Posted on 05/26/2019 6:48:34 PM PDT by MtnClimber
DOLORES, Colo. (KKTV) - Boulders weighing a combined 10 million pounds destroyed a stretch of highway in southwestern Colorado and have left road crews with a daunting cleanup job.
"Its truly mind-boggling that something that big came down," said Mike McVaugh, CDOT Regional Transportation director for southwest Colorado. McVaugh spoke with 11 News sister station CBS Denver about the job ahead.
The massive boulders were part of a rockslide Friday afternoon that rendered part of Highway 145 impassable. The slide left behind an 8-foot-deep trench where pavement once was.
According to CDOT, the trench was caused by the biggest boulder to fall, which weighs a whopping 8.5 million pounds and is roughly the size of a house. A second boulder landed on the highway that weighs 2.3 [million] pounds. Cleanup crews were dispatched immediately after the slide.

Task statement.
Please answer these questions about the rockslide report:
1. Which highway did the rockslide make impassable?
2. What position does Mike McVaugh hold?
3. What is the biggest boulder roughly the size of?
The material after this point is separate from the rockslide report.

Record set.
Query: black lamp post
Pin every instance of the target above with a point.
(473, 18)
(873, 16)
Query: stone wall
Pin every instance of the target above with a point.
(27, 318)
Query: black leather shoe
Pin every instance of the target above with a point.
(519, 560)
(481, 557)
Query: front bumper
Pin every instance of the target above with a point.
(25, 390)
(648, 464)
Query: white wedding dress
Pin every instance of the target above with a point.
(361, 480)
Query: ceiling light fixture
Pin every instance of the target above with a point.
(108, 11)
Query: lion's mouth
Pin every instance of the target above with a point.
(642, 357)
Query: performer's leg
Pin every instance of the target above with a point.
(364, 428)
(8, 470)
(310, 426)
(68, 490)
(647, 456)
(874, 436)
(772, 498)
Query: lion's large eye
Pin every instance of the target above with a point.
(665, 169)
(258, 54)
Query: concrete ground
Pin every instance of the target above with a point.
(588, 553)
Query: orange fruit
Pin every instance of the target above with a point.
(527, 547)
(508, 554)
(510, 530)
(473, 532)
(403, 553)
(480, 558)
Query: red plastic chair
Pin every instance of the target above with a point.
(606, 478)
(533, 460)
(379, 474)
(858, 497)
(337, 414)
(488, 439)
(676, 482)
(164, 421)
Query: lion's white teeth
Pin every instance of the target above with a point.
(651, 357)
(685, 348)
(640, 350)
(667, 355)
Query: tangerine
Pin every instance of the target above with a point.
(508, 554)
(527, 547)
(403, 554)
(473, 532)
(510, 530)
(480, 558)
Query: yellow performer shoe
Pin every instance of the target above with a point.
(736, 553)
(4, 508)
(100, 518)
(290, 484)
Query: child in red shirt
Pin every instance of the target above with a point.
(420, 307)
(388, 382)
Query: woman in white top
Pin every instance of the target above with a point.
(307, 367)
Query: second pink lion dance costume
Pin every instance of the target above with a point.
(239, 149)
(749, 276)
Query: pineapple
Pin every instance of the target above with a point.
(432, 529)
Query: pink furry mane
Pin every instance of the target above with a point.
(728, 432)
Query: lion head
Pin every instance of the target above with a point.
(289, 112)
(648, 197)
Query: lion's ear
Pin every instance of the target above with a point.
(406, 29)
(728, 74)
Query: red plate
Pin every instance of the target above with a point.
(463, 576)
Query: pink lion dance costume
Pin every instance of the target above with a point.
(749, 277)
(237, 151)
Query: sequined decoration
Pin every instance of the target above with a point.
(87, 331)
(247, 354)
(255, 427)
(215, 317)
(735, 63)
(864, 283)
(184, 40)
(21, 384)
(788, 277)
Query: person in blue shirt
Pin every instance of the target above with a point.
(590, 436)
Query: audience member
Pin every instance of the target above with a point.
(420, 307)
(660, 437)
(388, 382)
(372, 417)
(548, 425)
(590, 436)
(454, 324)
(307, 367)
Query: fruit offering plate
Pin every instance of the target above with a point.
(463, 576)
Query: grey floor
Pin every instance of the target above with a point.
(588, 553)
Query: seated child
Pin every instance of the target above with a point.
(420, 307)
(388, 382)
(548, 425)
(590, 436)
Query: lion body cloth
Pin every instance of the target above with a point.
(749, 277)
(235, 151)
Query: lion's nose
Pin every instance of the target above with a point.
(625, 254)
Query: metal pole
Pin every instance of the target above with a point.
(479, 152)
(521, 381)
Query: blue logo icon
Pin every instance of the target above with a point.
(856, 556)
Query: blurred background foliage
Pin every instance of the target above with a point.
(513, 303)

Exercise answer.
1. Highway 145
2. CDOT Regional Transportation director for southwest Colorado
3. A house